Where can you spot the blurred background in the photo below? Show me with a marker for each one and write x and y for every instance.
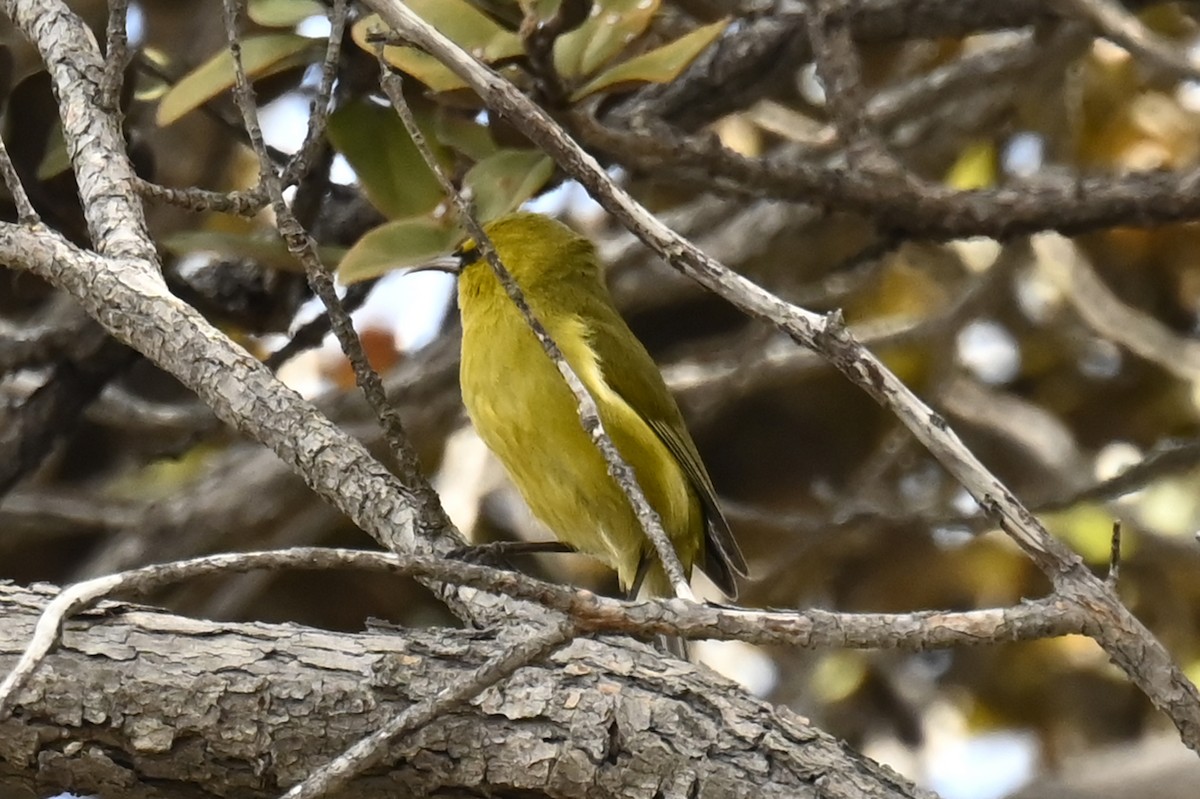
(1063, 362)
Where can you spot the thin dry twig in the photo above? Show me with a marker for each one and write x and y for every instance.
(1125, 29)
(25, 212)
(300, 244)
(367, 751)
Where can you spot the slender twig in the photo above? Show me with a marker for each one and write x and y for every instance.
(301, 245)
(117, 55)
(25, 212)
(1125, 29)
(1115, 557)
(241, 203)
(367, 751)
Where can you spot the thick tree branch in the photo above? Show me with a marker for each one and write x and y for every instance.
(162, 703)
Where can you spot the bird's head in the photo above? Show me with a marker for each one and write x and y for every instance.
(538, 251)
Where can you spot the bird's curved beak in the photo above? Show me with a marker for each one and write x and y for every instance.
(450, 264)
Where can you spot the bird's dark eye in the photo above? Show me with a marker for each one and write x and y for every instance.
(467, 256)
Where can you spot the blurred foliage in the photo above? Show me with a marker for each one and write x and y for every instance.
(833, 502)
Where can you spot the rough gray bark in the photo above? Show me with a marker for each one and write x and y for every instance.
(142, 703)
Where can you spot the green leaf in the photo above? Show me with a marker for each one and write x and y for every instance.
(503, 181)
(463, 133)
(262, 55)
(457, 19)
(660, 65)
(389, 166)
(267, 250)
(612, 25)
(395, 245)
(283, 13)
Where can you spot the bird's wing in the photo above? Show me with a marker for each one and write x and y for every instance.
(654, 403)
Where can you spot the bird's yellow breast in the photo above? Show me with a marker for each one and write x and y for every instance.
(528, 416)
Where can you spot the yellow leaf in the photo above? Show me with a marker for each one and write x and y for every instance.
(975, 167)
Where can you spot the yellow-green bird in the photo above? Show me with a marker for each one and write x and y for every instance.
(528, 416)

--------

-- WHAT IS NEEDED --
Retype the whole listing, keeping every line identical and omitting all pictures.

-- OUTPUT --
Where can you spot the blurred background in the photo below? Show me with a marker for each one and write x and y for every instance.
(1063, 362)
Where can you spot the thin dry twig in the photo above? Show me with a marker for each one and write x and y for every instance.
(1125, 29)
(25, 212)
(300, 244)
(367, 751)
Where can you spot the slender twig in the photo above? Show me with a marker for each one and write x and y for every instance.
(301, 245)
(117, 55)
(25, 212)
(1125, 29)
(1115, 557)
(241, 203)
(367, 751)
Where can you spot the thick tree branch in the photo above? Show me with a marker for each one and write x and y for every instance.
(162, 703)
Where can you spot the bird's head in the photo above? Show me with a marker for each one and write x and y for every instance.
(538, 251)
Where can you spot the bird's curved beak in the photo above? Show me with a marker for each one and write x and y for every instance.
(450, 264)
Where can you spot the bird's dark eye in the photo above? Show me with a marker for each one and write x and y for every instance.
(467, 256)
Where can you spot the blurred foliage in the photo above? Show me with a marker for each one and write x and y for every instance.
(833, 502)
Where can you spot the rough gray bark in the photo above? Show me with a marker for each one and write x and y for every instance.
(142, 703)
Where can you spot the green leaf in the photo above? Show me with a marker for each one and write x and y for every instance.
(503, 181)
(463, 133)
(262, 55)
(457, 19)
(660, 65)
(389, 166)
(267, 250)
(612, 25)
(395, 245)
(283, 13)
Where can you spot the bird's wing in the photo above? Show me with a marker for each one and write x and y for every instance.
(654, 403)
Where can you spot the bird's yellow breast in the photo above? Show me with a marker for each one and write x and y for every instance.
(528, 416)
Where can you spot the yellow leaf in the photo above? Show me with a marker for each one and write x and y for every instance.
(975, 167)
Where can you spot the yellow-green bird in the photo above? Show me with a marker for each one and write x and y for every instance.
(528, 416)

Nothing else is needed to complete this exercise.